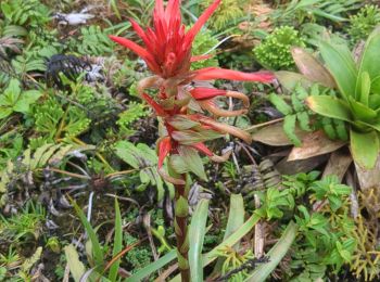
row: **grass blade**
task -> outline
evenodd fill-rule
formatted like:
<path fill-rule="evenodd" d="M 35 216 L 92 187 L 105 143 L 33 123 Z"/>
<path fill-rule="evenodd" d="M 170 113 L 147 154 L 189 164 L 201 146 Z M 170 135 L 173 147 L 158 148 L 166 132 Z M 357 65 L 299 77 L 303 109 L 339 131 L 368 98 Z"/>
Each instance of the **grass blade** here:
<path fill-rule="evenodd" d="M 123 248 L 123 226 L 122 226 L 122 215 L 121 208 L 117 203 L 117 198 L 115 198 L 115 238 L 114 238 L 114 247 L 112 251 L 112 256 L 115 257 Z M 112 265 L 109 273 L 109 279 L 111 281 L 116 281 L 117 270 L 121 265 L 121 258 L 118 258 Z"/>
<path fill-rule="evenodd" d="M 226 241 L 235 231 L 237 231 L 244 223 L 244 203 L 241 194 L 232 194 L 229 204 L 229 216 L 227 220 L 227 227 L 223 241 Z M 238 243 L 235 245 L 238 247 Z M 218 273 L 221 270 L 221 265 L 225 261 L 224 258 L 218 258 L 214 268 L 214 273 Z"/>
<path fill-rule="evenodd" d="M 88 236 L 90 238 L 91 244 L 92 244 L 92 255 L 93 260 L 97 264 L 97 266 L 101 266 L 103 264 L 103 251 L 99 243 L 98 236 L 93 228 L 91 227 L 90 222 L 88 222 L 84 211 L 81 208 L 77 205 L 76 202 L 73 202 L 75 211 L 77 213 L 78 217 L 80 218 L 81 223 L 84 225 L 86 232 Z"/>
<path fill-rule="evenodd" d="M 139 282 L 142 281 L 144 278 L 148 278 L 159 269 L 163 268 L 167 264 L 169 264 L 172 260 L 174 260 L 177 257 L 176 249 L 170 251 L 165 256 L 159 258 L 156 261 L 148 265 L 147 267 L 142 268 L 141 270 L 137 271 L 134 275 L 126 279 L 126 282 Z"/>
<path fill-rule="evenodd" d="M 191 281 L 203 282 L 202 248 L 208 215 L 208 200 L 201 200 L 192 215 L 189 229 L 189 265 Z"/>

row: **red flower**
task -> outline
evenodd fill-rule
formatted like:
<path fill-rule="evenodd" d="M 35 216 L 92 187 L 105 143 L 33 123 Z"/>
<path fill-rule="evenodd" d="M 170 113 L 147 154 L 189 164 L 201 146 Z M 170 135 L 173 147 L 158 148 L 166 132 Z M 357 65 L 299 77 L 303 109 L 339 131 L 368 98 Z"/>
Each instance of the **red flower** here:
<path fill-rule="evenodd" d="M 237 116 L 248 112 L 250 100 L 243 93 L 217 90 L 214 88 L 192 88 L 192 80 L 233 79 L 258 82 L 271 82 L 274 75 L 269 72 L 241 73 L 218 67 L 207 67 L 190 70 L 192 62 L 205 60 L 208 55 L 192 56 L 191 47 L 197 34 L 208 17 L 215 12 L 220 0 L 214 2 L 199 17 L 197 23 L 186 31 L 181 23 L 180 0 L 168 0 L 166 9 L 163 0 L 155 1 L 153 27 L 143 30 L 135 21 L 130 23 L 144 47 L 134 41 L 111 36 L 110 38 L 128 48 L 147 62 L 154 74 L 139 81 L 137 90 L 143 100 L 160 117 L 161 136 L 157 142 L 159 172 L 169 182 L 183 184 L 183 179 L 168 176 L 163 168 L 168 155 L 180 155 L 183 148 L 195 149 L 211 159 L 224 162 L 229 156 L 216 156 L 204 142 L 229 133 L 250 143 L 252 137 L 236 127 L 220 124 L 218 116 Z M 155 94 L 149 95 L 145 89 L 155 89 Z M 242 108 L 227 111 L 215 103 L 218 97 L 239 99 Z M 213 115 L 207 117 L 204 112 Z M 180 150 L 179 150 L 180 149 Z M 181 151 L 182 152 L 182 151 Z"/>
<path fill-rule="evenodd" d="M 191 75 L 191 62 L 210 57 L 208 55 L 191 56 L 192 42 L 219 3 L 220 0 L 215 0 L 191 29 L 186 33 L 185 25 L 181 23 L 180 0 L 169 0 L 166 9 L 164 9 L 163 0 L 156 0 L 153 29 L 149 27 L 143 30 L 135 21 L 130 20 L 136 34 L 143 41 L 144 48 L 123 37 L 110 36 L 110 38 L 142 57 L 155 75 L 163 78 Z M 274 79 L 274 75 L 270 73 L 244 74 L 216 67 L 199 69 L 194 72 L 194 79 L 198 80 L 219 78 L 270 82 Z"/>
<path fill-rule="evenodd" d="M 199 57 L 193 60 L 191 57 L 192 42 L 219 3 L 220 0 L 215 0 L 193 27 L 186 33 L 185 25 L 181 23 L 180 1 L 169 0 L 166 9 L 164 9 L 163 1 L 156 0 L 153 13 L 153 29 L 148 28 L 144 31 L 135 21 L 130 20 L 135 31 L 142 39 L 145 48 L 125 38 L 111 36 L 111 39 L 132 50 L 147 62 L 154 74 L 163 78 L 186 74 L 190 69 L 191 61 L 199 60 Z"/>

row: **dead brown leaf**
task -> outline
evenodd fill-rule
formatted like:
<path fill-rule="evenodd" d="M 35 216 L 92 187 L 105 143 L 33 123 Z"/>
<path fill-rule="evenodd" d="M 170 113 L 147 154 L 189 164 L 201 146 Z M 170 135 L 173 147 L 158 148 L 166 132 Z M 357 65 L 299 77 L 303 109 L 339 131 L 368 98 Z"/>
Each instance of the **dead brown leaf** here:
<path fill-rule="evenodd" d="M 345 141 L 330 140 L 324 131 L 308 133 L 302 139 L 302 145 L 293 148 L 288 161 L 305 159 L 313 156 L 324 155 L 344 146 Z"/>
<path fill-rule="evenodd" d="M 264 127 L 263 129 L 252 134 L 253 140 L 262 142 L 267 145 L 271 145 L 271 146 L 292 145 L 293 143 L 289 140 L 289 138 L 284 133 L 282 126 L 283 126 L 283 123 L 277 123 L 277 124 Z M 305 137 L 305 134 L 307 134 L 307 132 L 302 131 L 299 128 L 295 128 L 295 134 L 300 139 L 302 139 L 303 137 Z"/>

· · ·

### Work instructions:
Transcribe the entries above verbatim, omitting their pictures.

### Full output:
row: **grass blade**
task -> outline
evenodd fill-rule
formatted like:
<path fill-rule="evenodd" d="M 35 216 L 92 187 L 105 143 L 33 123 Z"/>
<path fill-rule="evenodd" d="M 170 113 L 147 154 L 189 164 L 201 146 Z M 170 135 L 173 147 L 158 148 L 166 132 Z M 357 65 L 299 77 L 303 109 L 339 131 L 368 98 Z"/>
Each instance of the **grass blade** here:
<path fill-rule="evenodd" d="M 123 248 L 123 226 L 122 226 L 122 215 L 121 208 L 117 203 L 117 198 L 115 198 L 115 238 L 114 238 L 114 247 L 112 251 L 112 256 L 115 257 Z M 112 265 L 109 273 L 109 279 L 111 281 L 116 281 L 117 270 L 121 265 L 121 258 L 118 258 Z"/>
<path fill-rule="evenodd" d="M 226 241 L 235 231 L 237 231 L 244 223 L 244 203 L 241 194 L 232 194 L 229 204 L 229 216 L 227 220 L 227 227 L 223 241 Z M 238 243 L 235 245 L 238 247 Z M 218 273 L 221 270 L 221 265 L 225 261 L 224 258 L 218 258 L 214 268 L 214 273 Z"/>
<path fill-rule="evenodd" d="M 88 236 L 90 238 L 91 244 L 92 244 L 92 255 L 93 260 L 97 264 L 97 266 L 101 266 L 103 264 L 103 251 L 99 243 L 98 236 L 93 228 L 91 227 L 90 222 L 88 222 L 84 211 L 81 208 L 77 205 L 76 202 L 73 202 L 75 211 L 77 213 L 78 217 L 80 218 L 81 223 L 84 225 L 86 232 Z"/>
<path fill-rule="evenodd" d="M 139 282 L 142 281 L 144 278 L 148 278 L 159 269 L 163 268 L 167 264 L 169 264 L 172 260 L 174 260 L 177 257 L 176 249 L 170 251 L 165 256 L 159 258 L 156 261 L 148 265 L 147 267 L 142 268 L 141 270 L 137 271 L 134 275 L 126 279 L 126 282 Z"/>
<path fill-rule="evenodd" d="M 191 281 L 203 282 L 202 248 L 208 215 L 208 200 L 201 200 L 192 215 L 189 229 L 189 265 Z"/>

row: **red flower**
task -> outline
evenodd fill-rule
formatted like:
<path fill-rule="evenodd" d="M 35 216 L 92 187 L 105 143 L 33 123 Z"/>
<path fill-rule="evenodd" d="M 170 113 L 147 154 L 189 164 L 201 146 Z M 170 135 L 173 147 L 158 148 L 166 132 Z M 357 65 L 299 77 L 303 109 L 339 131 L 368 98 Z"/>
Each instance of the **red flower** here:
<path fill-rule="evenodd" d="M 237 116 L 248 112 L 250 100 L 243 93 L 217 90 L 214 88 L 192 88 L 192 80 L 233 79 L 258 82 L 271 82 L 274 75 L 269 72 L 241 73 L 218 67 L 207 67 L 190 70 L 192 62 L 205 60 L 208 55 L 192 56 L 191 47 L 197 34 L 208 17 L 215 12 L 220 0 L 214 2 L 199 17 L 197 23 L 186 31 L 181 23 L 180 0 L 168 0 L 166 9 L 163 0 L 155 1 L 153 27 L 143 30 L 135 21 L 130 23 L 144 47 L 134 41 L 111 36 L 110 38 L 128 48 L 147 62 L 154 74 L 139 81 L 137 90 L 143 100 L 160 117 L 161 136 L 157 142 L 159 172 L 169 182 L 183 184 L 183 179 L 168 176 L 163 168 L 168 155 L 180 155 L 183 148 L 195 149 L 211 159 L 224 162 L 229 156 L 216 156 L 204 142 L 229 133 L 250 143 L 252 137 L 236 127 L 220 124 L 218 116 Z M 155 94 L 149 95 L 145 89 L 155 89 Z M 242 108 L 227 111 L 215 103 L 218 97 L 239 99 Z M 213 115 L 207 117 L 204 112 Z M 180 150 L 179 150 L 180 149 Z M 181 151 L 182 152 L 182 151 Z"/>
<path fill-rule="evenodd" d="M 191 75 L 191 62 L 210 57 L 208 55 L 191 56 L 192 42 L 219 3 L 220 0 L 215 0 L 191 29 L 186 33 L 185 25 L 181 23 L 180 0 L 169 0 L 166 9 L 164 9 L 163 0 L 156 0 L 153 29 L 149 27 L 143 30 L 135 21 L 130 20 L 136 34 L 143 41 L 144 48 L 123 37 L 110 36 L 110 38 L 142 57 L 155 75 L 163 78 Z M 274 79 L 274 75 L 270 73 L 244 74 L 216 67 L 199 69 L 194 72 L 194 79 L 198 80 L 219 78 L 270 82 Z"/>
<path fill-rule="evenodd" d="M 199 57 L 193 60 L 191 57 L 192 42 L 219 3 L 220 0 L 215 0 L 193 27 L 186 33 L 185 25 L 181 23 L 180 1 L 169 0 L 166 9 L 164 9 L 163 1 L 156 0 L 153 13 L 153 29 L 148 28 L 144 31 L 135 21 L 130 20 L 135 31 L 142 39 L 145 48 L 125 38 L 111 36 L 111 39 L 132 50 L 147 62 L 154 74 L 163 78 L 186 74 L 190 69 L 191 61 L 199 60 Z"/>

row: **dead brown leaf**
task -> outline
evenodd fill-rule
formatted like:
<path fill-rule="evenodd" d="M 35 216 L 92 187 L 105 143 L 33 123 Z"/>
<path fill-rule="evenodd" d="M 170 113 L 147 154 L 189 164 L 201 146 Z M 170 135 L 173 147 L 158 148 L 166 132 Z M 357 65 L 299 77 L 303 109 L 339 131 L 368 98 Z"/>
Each instance of the **dead brown leaf** here:
<path fill-rule="evenodd" d="M 345 141 L 330 140 L 324 131 L 308 133 L 302 139 L 302 145 L 293 148 L 288 161 L 305 159 L 313 156 L 324 155 L 344 146 Z"/>
<path fill-rule="evenodd" d="M 264 127 L 263 129 L 252 134 L 253 140 L 262 142 L 267 145 L 271 145 L 271 146 L 292 145 L 293 143 L 289 140 L 289 138 L 284 133 L 282 126 L 283 126 L 283 123 L 277 123 L 277 124 Z M 305 137 L 305 134 L 307 134 L 307 132 L 302 131 L 299 128 L 295 128 L 295 134 L 300 139 L 302 139 L 303 137 Z"/>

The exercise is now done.